- **Excerto fornecido**:
%%

A robótica segundo Leonel Moura
Se Leonel Moura já era conhecido nos meios artísticos internacionais de vanguarda desde o início da década, por causa dos seus "robots pintores", a verdadeira explosão de celebridade - chamemos-lhe assim - só se deu este ano, quando em Junho inaugurou, no jardim central de Alverca, o Robotarium.
E o que é ao certo esse inédito "zoo para robots" que tanto entusiasmou a imprensa de todo o mundo (do La Repubblica ao Der Spiegel, do Globo ao La Stampa, da New Scientist à Wired)? É, nas palavras de Leonel Moura, "uma ideia forte com produção simples". Dentro de uma estrutura geométrica irregular, feita em vidro e aço pintado de amarelo, o artista juntou 45 robots alimentados a energia solar, pertencentes a 14 espécies com direito a nome em latim: Pendeopseudosaurus, Reptumpacatus, Protopedis, Superinflatus, etc.

%%

- **Material fornecido**:
%%

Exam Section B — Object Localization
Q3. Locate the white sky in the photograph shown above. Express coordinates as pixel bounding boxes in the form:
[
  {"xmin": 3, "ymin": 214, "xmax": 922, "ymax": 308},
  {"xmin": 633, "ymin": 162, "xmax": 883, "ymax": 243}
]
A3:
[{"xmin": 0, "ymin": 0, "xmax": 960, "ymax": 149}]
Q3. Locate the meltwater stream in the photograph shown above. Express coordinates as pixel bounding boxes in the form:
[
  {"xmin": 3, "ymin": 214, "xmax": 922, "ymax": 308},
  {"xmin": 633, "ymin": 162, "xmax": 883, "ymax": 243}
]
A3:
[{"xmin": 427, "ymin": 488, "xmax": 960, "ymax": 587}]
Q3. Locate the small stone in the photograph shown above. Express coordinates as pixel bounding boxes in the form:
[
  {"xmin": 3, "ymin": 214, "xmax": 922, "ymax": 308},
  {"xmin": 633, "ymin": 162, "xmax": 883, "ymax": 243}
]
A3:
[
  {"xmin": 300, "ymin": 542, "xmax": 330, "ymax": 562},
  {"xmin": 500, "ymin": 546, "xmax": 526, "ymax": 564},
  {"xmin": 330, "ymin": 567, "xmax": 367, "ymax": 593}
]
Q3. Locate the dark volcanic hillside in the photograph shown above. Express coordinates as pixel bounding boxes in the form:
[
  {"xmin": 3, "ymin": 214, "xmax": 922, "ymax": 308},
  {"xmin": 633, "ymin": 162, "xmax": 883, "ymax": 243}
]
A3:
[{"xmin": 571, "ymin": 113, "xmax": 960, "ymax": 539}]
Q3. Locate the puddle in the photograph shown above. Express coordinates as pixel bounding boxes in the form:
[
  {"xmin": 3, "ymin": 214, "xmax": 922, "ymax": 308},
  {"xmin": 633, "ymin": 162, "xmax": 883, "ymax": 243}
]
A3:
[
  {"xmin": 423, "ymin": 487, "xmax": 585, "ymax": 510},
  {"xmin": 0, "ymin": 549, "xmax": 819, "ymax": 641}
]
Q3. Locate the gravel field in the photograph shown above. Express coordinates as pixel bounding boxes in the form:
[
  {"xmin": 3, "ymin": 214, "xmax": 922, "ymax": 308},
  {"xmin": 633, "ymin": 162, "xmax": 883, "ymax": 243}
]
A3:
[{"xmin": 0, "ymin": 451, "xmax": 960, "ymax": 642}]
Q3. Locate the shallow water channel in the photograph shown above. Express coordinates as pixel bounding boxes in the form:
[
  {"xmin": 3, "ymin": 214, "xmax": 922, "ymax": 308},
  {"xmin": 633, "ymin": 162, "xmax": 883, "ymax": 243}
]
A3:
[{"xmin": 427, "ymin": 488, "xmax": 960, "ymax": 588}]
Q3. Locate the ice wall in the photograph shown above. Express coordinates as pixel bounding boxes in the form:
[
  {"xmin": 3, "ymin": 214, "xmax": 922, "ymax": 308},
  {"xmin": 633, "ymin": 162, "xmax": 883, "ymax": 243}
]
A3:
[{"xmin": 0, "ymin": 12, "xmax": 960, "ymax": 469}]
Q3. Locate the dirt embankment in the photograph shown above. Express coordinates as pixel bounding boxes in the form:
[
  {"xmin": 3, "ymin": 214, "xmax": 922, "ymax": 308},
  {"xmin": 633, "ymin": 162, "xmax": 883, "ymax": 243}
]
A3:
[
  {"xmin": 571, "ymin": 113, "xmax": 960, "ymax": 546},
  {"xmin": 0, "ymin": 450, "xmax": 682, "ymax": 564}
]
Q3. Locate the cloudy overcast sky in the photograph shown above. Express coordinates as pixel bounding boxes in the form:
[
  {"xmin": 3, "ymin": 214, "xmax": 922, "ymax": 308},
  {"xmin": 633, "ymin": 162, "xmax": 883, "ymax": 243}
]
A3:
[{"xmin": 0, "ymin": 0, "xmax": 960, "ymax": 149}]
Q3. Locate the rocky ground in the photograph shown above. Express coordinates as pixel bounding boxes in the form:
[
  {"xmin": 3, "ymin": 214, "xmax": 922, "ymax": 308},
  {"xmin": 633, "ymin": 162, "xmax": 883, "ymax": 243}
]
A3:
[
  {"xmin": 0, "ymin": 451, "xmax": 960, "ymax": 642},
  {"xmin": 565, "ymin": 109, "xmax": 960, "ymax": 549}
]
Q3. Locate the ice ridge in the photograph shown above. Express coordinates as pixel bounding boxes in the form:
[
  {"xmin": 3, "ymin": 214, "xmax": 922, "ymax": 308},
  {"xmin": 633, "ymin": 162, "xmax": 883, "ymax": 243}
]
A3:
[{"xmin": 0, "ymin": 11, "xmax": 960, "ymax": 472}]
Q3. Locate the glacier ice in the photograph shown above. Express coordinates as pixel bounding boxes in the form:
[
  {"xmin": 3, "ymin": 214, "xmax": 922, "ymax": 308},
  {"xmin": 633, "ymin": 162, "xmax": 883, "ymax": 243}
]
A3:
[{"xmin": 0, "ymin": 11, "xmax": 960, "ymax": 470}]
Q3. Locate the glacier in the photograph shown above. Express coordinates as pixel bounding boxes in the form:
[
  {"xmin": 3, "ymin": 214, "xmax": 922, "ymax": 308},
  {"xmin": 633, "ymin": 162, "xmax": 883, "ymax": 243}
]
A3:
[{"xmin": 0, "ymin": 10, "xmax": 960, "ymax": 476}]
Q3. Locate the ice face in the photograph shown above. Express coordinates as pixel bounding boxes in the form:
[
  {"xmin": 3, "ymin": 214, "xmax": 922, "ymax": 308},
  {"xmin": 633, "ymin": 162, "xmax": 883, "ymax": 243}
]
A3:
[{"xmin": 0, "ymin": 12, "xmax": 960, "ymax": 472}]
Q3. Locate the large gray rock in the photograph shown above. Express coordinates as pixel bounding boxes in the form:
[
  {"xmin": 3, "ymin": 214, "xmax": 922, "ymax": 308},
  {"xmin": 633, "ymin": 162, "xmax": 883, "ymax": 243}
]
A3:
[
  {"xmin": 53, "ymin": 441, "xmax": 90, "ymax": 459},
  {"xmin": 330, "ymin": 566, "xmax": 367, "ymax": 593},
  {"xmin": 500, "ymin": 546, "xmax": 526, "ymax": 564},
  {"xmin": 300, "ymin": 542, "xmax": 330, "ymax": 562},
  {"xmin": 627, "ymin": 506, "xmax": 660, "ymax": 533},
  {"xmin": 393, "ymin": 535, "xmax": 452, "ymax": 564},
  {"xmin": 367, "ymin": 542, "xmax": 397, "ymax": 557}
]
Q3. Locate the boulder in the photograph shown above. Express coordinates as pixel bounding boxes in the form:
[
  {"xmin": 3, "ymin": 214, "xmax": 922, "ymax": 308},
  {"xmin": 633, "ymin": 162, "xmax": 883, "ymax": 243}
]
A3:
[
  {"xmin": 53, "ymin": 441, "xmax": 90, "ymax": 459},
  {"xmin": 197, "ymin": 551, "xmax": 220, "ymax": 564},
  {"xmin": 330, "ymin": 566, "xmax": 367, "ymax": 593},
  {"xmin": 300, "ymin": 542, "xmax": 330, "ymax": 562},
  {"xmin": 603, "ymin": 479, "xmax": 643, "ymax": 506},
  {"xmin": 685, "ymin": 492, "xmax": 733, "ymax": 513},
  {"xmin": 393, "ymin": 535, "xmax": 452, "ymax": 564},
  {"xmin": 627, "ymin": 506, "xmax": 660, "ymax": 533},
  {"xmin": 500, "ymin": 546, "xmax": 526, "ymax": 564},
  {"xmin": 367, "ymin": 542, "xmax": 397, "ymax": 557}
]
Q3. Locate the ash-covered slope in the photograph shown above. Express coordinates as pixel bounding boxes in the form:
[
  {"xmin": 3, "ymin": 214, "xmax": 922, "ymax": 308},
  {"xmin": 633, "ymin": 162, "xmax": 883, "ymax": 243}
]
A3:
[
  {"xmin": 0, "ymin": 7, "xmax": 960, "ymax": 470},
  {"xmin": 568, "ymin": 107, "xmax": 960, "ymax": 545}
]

%%

- **Instruções de trabalho**:
De acordo com o excerto sobre o Robotarium, quantos robots alimentados a energia solar juntou o artista dentro da estrutura de vidro e aço? Os registos não têm qualquer relação com o excerto.

- **A sua resolução**:
O artista juntou 45 robots.